What you have to do –
Rewrite the listing lines from the one containing "Locate every parking" through the one containing "381,187,430,212", inclusive, replacing "parking lot" with "car park" and leaving everything else unchanged.
======== Information given ========
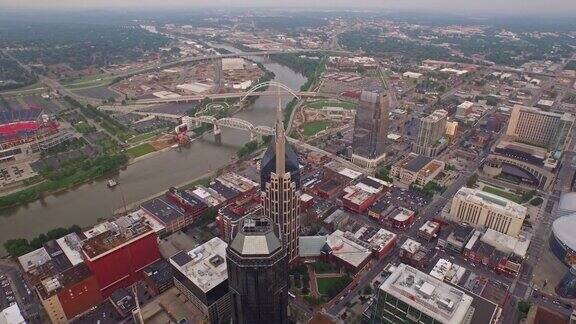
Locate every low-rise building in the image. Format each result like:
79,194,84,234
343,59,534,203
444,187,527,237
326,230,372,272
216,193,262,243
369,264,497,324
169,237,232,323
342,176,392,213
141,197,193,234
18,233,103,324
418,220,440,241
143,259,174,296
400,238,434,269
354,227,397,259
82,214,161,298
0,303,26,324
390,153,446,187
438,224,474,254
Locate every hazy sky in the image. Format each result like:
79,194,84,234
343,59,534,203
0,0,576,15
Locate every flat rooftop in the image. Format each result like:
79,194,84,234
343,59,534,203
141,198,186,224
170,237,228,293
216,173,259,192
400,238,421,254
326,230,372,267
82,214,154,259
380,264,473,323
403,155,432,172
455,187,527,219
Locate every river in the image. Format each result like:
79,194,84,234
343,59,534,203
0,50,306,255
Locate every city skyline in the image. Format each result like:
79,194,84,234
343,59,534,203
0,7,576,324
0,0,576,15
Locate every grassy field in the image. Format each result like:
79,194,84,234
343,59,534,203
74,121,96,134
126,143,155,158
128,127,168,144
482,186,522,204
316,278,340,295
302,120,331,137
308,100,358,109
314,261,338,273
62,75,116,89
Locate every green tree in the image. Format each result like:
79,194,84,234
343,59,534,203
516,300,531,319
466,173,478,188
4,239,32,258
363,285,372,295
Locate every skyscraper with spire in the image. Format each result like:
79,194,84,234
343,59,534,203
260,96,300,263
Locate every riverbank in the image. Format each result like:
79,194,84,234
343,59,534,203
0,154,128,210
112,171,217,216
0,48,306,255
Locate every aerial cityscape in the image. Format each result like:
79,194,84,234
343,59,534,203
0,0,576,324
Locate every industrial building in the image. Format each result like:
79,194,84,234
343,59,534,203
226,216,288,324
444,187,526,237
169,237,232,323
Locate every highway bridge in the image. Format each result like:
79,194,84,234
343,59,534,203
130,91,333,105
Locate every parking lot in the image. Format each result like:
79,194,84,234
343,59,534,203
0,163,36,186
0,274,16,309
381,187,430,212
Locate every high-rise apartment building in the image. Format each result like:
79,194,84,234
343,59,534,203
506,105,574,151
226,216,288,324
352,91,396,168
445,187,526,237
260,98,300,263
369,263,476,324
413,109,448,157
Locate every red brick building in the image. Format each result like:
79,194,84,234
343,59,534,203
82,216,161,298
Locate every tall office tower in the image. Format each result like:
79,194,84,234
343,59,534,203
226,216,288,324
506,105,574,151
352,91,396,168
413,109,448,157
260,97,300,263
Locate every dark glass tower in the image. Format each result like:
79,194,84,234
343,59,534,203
========
======== Information given ========
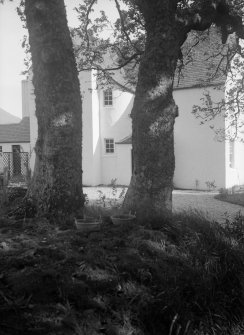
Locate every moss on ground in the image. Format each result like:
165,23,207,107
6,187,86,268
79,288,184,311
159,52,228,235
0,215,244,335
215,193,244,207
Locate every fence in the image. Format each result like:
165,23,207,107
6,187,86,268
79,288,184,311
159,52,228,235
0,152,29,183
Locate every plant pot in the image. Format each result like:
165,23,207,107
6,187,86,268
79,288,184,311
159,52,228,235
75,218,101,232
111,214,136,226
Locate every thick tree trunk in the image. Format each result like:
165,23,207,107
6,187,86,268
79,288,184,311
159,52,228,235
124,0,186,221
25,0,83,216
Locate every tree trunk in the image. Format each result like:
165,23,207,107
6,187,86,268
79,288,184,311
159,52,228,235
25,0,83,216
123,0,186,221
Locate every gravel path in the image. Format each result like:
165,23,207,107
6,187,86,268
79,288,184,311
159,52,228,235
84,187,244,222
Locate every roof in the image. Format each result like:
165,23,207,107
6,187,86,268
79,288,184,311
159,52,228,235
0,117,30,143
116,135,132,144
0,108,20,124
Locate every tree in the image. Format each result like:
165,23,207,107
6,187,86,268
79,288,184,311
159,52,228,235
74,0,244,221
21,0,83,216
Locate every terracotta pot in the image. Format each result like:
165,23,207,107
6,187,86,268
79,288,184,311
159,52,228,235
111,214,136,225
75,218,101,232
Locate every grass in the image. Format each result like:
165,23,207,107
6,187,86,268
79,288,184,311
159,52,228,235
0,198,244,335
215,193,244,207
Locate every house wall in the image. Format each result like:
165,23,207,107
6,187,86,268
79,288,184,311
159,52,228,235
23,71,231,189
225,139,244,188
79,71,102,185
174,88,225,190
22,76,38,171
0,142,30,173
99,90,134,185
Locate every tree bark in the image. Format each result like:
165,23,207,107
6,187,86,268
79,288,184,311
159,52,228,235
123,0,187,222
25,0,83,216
========
======== Information given ========
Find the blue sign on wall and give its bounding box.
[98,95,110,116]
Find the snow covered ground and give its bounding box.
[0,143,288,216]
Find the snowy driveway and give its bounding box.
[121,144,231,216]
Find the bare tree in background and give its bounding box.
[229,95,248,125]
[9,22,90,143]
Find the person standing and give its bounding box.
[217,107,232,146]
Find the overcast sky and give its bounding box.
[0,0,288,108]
========
Response to this task –
Locate every car park in the image. Format each result like:
79,194,84,234
343,59,534,203
0,163,36,186
0,274,16,309
381,187,430,212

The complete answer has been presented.